┌──

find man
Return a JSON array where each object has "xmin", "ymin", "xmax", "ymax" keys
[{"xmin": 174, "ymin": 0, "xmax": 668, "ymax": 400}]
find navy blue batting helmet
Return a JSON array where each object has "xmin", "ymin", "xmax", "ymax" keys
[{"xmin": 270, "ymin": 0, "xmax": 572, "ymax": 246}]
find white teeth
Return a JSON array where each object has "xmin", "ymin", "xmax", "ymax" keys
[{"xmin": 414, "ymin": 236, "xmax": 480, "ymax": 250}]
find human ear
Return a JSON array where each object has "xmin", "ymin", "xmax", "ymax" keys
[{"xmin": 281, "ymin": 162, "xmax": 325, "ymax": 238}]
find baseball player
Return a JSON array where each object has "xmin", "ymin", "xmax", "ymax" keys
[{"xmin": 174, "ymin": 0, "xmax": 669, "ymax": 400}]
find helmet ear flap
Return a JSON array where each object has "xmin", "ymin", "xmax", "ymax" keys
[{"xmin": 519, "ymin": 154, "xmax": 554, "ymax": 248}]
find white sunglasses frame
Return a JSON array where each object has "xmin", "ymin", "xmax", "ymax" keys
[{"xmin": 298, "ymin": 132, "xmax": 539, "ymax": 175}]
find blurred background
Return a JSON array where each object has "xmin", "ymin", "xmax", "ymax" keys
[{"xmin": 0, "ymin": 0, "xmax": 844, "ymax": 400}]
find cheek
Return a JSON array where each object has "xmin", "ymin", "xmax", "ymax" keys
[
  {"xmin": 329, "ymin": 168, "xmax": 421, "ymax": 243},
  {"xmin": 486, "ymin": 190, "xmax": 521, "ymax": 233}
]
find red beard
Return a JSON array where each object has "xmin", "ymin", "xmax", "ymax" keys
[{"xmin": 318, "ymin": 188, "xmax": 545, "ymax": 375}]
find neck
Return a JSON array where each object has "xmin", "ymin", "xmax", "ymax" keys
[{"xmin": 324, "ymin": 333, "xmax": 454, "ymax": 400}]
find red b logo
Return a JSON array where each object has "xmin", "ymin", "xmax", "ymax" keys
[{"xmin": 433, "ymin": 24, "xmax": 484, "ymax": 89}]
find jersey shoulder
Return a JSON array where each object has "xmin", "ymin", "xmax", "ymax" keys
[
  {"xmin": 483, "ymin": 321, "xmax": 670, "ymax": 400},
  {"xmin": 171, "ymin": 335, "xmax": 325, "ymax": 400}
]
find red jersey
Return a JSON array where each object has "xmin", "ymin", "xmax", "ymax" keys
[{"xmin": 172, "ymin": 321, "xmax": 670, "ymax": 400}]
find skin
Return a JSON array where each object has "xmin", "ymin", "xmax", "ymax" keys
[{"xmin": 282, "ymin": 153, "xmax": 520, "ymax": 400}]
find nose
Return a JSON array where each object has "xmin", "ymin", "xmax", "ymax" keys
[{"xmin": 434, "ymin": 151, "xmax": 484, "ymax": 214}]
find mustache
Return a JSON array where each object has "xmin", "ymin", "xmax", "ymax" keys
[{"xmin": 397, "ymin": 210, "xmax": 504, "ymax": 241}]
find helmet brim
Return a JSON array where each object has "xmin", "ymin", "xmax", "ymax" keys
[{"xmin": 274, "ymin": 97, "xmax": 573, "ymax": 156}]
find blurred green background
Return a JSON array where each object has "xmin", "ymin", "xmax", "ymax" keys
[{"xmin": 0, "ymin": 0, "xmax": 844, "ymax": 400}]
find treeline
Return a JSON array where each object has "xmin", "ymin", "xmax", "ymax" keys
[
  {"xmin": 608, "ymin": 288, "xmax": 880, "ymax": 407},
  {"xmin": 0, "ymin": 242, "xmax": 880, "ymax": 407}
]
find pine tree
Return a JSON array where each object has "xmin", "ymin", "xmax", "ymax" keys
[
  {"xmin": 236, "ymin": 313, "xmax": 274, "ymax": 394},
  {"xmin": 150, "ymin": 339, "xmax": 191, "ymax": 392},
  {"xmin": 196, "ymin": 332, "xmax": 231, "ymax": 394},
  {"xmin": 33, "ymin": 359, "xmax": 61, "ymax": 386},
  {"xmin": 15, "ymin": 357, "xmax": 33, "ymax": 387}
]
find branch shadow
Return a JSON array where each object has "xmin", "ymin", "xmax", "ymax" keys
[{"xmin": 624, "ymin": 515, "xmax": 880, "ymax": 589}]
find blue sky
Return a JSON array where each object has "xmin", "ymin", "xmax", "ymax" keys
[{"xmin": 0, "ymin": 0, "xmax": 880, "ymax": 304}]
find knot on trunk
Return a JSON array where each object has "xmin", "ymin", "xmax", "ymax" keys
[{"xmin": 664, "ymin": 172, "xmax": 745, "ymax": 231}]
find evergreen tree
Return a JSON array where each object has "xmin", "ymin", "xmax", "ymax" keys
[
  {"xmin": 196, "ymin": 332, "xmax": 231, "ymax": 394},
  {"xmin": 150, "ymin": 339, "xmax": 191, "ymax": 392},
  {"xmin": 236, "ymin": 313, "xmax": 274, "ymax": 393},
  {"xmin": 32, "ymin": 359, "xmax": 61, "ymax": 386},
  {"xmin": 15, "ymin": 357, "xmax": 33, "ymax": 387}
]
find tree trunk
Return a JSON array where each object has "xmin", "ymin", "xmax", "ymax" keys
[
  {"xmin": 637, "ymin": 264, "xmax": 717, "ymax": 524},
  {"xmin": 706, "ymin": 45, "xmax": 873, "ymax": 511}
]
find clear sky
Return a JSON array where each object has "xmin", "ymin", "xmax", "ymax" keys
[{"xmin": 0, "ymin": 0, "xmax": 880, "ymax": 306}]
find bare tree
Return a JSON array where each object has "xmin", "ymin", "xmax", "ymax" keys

└──

Task goal: Return every line of the records above that contains the word "jersey".

Completed exercise:
find jersey shoulder
find red jersey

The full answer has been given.